> [Selected text]:
Very long term readers to this blog will understand that I have had a very chequered history with the Laurels GIC (Gender Identity Clinic). Recently I found myself reviewing some of my old posts and found them to be quite hostile with regards my attitude to the clinic.
Over two years ago, I found myself writing some extremely distressing posts about my treatment at the clinic. I even stopped blogging for over a year because I found this toxicity has spilled over into my words and they were having a negative effect on me. I resumed writing last year, major mistakes then happened and again I found I had to stop writing.
I resumed in November last year and although a little erratic recently, I have written in great detail about the surgical part of my journey and the effects it has had on my life afterwards.
In some way I feel the need to revisit my past attitude towards the clinic, why I found it so difficult and how the clinic is doing so much for me since I discharged myself.
I must say that I do not regret being critical of the clinic in the past. I re-read the posts and feel very justified in writing them because mistakes were made. For so much of my transitioning prior to the Laurels, I had had to push myself and suddenly I found myself in a therapeutic setting being poked and prodded about the decisions I had made. I expected a congratulatory response to what I had already achieved and instead found a doubting attitude as to who I was. I remember shouting "I just need fucking treatment" to someone at the time when pushed to tears because of the endless questioning.
I did of course complain and in the response it was even suggested that I could consider moving to another clinic. In amongst my reply was of course a curt, "you aint getting rid of me that easily!". I did offer the opportunity to strike a line under everything to try to move on and after a long discussion with the clinic manager, I was offered the option of working with Lynda.

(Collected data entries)
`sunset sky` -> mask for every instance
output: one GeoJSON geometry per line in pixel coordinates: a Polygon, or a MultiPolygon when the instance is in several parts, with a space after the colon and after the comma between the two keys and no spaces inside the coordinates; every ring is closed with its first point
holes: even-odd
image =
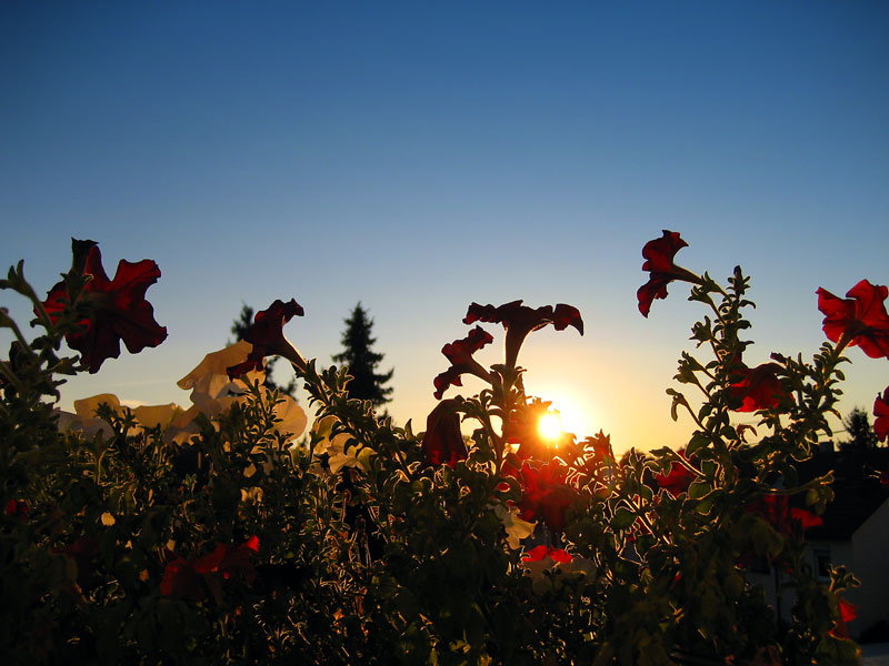
{"type": "MultiPolygon", "coordinates": [[[[752,276],[748,364],[817,351],[819,286],[889,283],[887,34],[880,1],[10,0],[0,270],[24,259],[42,293],[71,236],[111,274],[160,265],[168,340],[70,382],[67,408],[187,404],[176,381],[242,303],[294,297],[287,335],[329,364],[361,301],[389,411],[423,430],[467,305],[525,299],[587,329],[528,339],[529,393],[617,450],[680,446],[665,389],[703,312],[673,284],[639,314],[642,245],[679,231],[678,263],[752,276]]],[[[841,408],[870,411],[889,364],[849,356],[841,408]]]]}

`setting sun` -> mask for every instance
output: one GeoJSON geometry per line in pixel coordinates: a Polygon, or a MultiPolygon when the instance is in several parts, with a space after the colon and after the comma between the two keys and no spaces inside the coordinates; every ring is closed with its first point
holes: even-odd
{"type": "Polygon", "coordinates": [[[547,412],[537,422],[537,431],[540,436],[550,442],[556,442],[562,436],[562,420],[558,412],[547,412]]]}

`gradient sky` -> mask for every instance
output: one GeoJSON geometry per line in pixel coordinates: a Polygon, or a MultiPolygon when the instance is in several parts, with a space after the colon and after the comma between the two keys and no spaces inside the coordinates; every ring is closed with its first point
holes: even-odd
{"type": "MultiPolygon", "coordinates": [[[[390,413],[423,430],[467,305],[525,299],[587,325],[529,337],[529,393],[618,450],[679,446],[663,391],[703,313],[675,284],[639,314],[642,245],[679,231],[678,263],[752,275],[750,365],[810,356],[817,287],[889,282],[887,36],[876,1],[8,0],[0,268],[42,292],[70,236],[110,273],[160,265],[168,340],[70,382],[68,408],[188,403],[174,382],[242,302],[296,297],[286,332],[329,364],[360,300],[390,413]]],[[[850,357],[841,407],[870,410],[887,362],[850,357]]]]}

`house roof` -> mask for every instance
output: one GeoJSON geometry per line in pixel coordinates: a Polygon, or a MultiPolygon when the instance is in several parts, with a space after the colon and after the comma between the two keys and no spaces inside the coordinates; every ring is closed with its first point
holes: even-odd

> [Problem to work on]: Please name the person the writer was offered the option of working with after a long discussion with the clinic manager, according to the blog post. Rely only on the blog post, not the rows.

> [Output]: Lynda.